======== Provided records

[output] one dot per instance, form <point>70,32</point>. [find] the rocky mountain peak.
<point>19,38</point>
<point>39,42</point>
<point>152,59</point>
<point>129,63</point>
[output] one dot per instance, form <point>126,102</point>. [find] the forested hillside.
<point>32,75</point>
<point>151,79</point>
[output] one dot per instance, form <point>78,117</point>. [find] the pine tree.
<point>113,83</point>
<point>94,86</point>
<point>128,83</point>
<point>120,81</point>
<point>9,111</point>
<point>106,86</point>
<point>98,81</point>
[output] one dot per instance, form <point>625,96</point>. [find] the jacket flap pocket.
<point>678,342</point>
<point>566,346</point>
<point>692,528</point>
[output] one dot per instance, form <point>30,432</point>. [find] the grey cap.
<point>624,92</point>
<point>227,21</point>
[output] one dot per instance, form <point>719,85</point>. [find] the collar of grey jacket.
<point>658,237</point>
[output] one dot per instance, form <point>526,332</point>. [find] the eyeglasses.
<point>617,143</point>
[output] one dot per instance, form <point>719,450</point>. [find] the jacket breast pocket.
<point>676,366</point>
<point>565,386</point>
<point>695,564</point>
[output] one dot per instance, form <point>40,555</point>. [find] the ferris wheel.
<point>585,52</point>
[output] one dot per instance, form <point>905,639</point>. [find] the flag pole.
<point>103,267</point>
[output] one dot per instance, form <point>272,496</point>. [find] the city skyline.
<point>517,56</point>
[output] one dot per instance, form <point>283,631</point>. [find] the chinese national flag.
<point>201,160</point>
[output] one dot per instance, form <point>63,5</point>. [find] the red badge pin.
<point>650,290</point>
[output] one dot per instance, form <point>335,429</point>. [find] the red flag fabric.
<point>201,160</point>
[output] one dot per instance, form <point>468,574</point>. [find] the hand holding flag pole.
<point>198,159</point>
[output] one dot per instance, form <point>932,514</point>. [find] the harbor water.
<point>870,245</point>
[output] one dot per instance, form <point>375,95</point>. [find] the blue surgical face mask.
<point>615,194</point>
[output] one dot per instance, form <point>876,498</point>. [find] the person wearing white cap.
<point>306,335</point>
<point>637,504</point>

================

• The problem: Print every item above again, character for character and in the same order.

• Task solution:
[output] one dot per instance, form <point>70,32</point>. [find] the rocky mountain peak.
<point>19,38</point>
<point>39,42</point>
<point>152,59</point>
<point>129,63</point>
[output] one dot per instance, form <point>126,102</point>. [find] the forested hillside.
<point>32,75</point>
<point>151,79</point>
[output] one dot per instance, form <point>78,117</point>. [find] the pine tree.
<point>113,83</point>
<point>94,86</point>
<point>128,83</point>
<point>120,81</point>
<point>9,111</point>
<point>106,86</point>
<point>98,81</point>
[output] one dot per instance, form <point>625,96</point>. [find] the jacket flap pocket.
<point>678,342</point>
<point>566,346</point>
<point>692,528</point>
[output] one dot per instance, form <point>30,432</point>. [find] the grey cap.
<point>624,92</point>
<point>227,21</point>
[output] one dot per instance, form <point>719,85</point>. [find] the collar of grey jacket.
<point>658,237</point>
[output] one dot per instance, form <point>526,332</point>. [find] the eyeglasses.
<point>617,143</point>
[output] one dot per instance, form <point>719,450</point>. [find] the jacket breast pocket.
<point>676,366</point>
<point>565,386</point>
<point>695,564</point>
[output] one dot per instance, form <point>40,555</point>. [find] the ferris wheel.
<point>585,52</point>
[output] one dot per instance, form <point>905,639</point>. [find] the flag pole.
<point>103,267</point>
[output] one dot per instance, form <point>272,496</point>. [find] the city skyline.
<point>517,56</point>
[output] one dot per instance, form <point>283,631</point>. [find] the chinese national flag.
<point>201,160</point>
[output] one dot per instance, form <point>63,5</point>. [find] the red badge pin.
<point>650,290</point>
[output] one dot per instance, form <point>335,429</point>. [find] the red flag fabric.
<point>201,160</point>
[output] one dot per instance, form <point>468,574</point>. [find] the hand holding flag pole.
<point>198,159</point>
[output] one dot per instance, form <point>932,514</point>. [find] the harbor water.
<point>870,245</point>
[output] one dot per instance, form <point>375,95</point>. [find] the blue surgical face mask.
<point>615,194</point>
[output] one dot per instance, form <point>876,498</point>. [find] the person wearing white cap.
<point>306,335</point>
<point>637,504</point>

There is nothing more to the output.